> _Lo que se pide_:
En el texto sobre poética y política, ¿qué tradiciones políticas se mencionan por sus lenguajes? Enuméralas todas.

Poética / Política | Centro Cultural de la Cooperación

Poética / Política

Autor/es: Daniel Freidenmberg

Sección: Opinión

Edición: 5 / 6

Palabras clave: Carta abierta, Lenguaje, Política
Español:

Los lenguajes de las distintas tradiciones políticas populares, nacionales, de izquierda y progresistas tienen mucho que aportar, constituyen una herencia invalorable a la que renunciar sería suicida, pero ninguno alcanza porque cada tiempo plantea su propio desafío y cada fenómeno y cada situación requieren ser encarados como la singularidad que constituyen. Ver las cosas, las situaciones y los fenómenos como son, en toda su magnitud interrogante, implica buscar palabras no del todo dichas: Carta Abierta es en gran medida la búsqueda de un lenguaje y todo movimiento político debería buscar serlo en cierto modo.


En la tecnocrática, ultrarracionalista y utilitarista sociedad distópica
que, quizá con ingenuo didactismo, imaginó Jean-Luc Godard
para su película Alphaville, la poesía está
prohibida “porque no se entiende”, según explica el
personaje de Anna Karina al visitante que trae consigo un ejemplar de Capital
del dolor
, de Paul Éluard, pero lo que demuestran esos
mismos extraños versos que un instante después ella empieza
a pronunciar (quizá la extrema belleza de ese tramo baste para
justificar toda la Nouvelle Vague francesa) es que si
alguien no los entiende es porque lo que quiere entender es otra cosa que
lo que la creatividad de Éluard tiene para ofrecerle. Porque con qué
otras palabras podría haberse dado el tipo de iluminación
mental que suscita la percepción de inesperadas relaciones que a la
inteligencia, a la sensibilidad y a la imaginación les propone el
anómalo discurso éluardiano: no existe ni podría
existir un solo modo de entender, y salir de los modos habituales de lo
que se llama “entender” es una de las tareas de la poesía
o de buena parte de la poesía, pero no de la poesía únicamente.

> _Ítems del conjunto_:
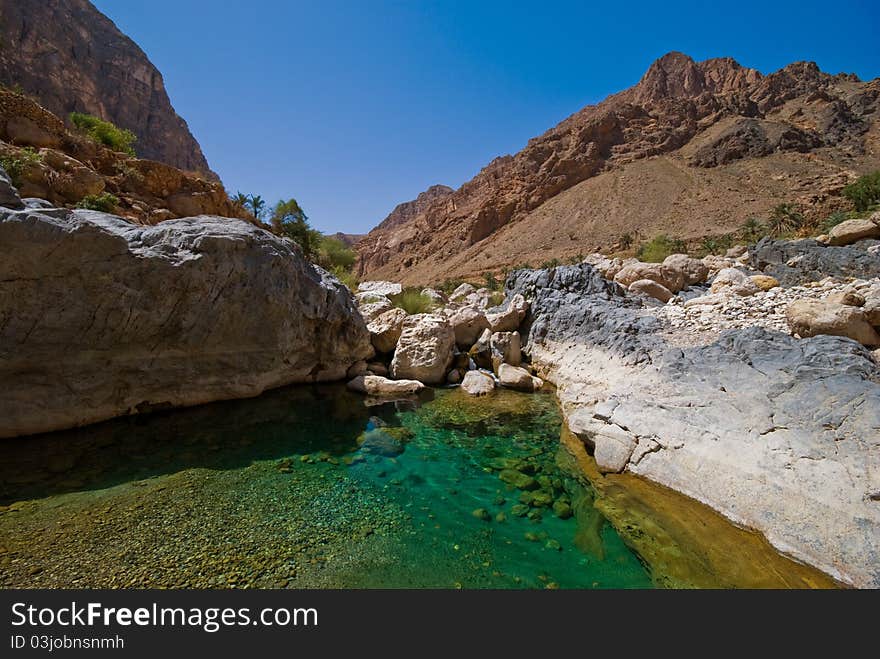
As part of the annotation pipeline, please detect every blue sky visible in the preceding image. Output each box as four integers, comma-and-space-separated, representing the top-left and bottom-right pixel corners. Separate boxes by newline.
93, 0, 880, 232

--

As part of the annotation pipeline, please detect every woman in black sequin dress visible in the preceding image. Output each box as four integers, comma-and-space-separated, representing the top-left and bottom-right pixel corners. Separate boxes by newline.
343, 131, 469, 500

> _Solución propuesta_:
Populares, nacionales, de izquierda y progresistas.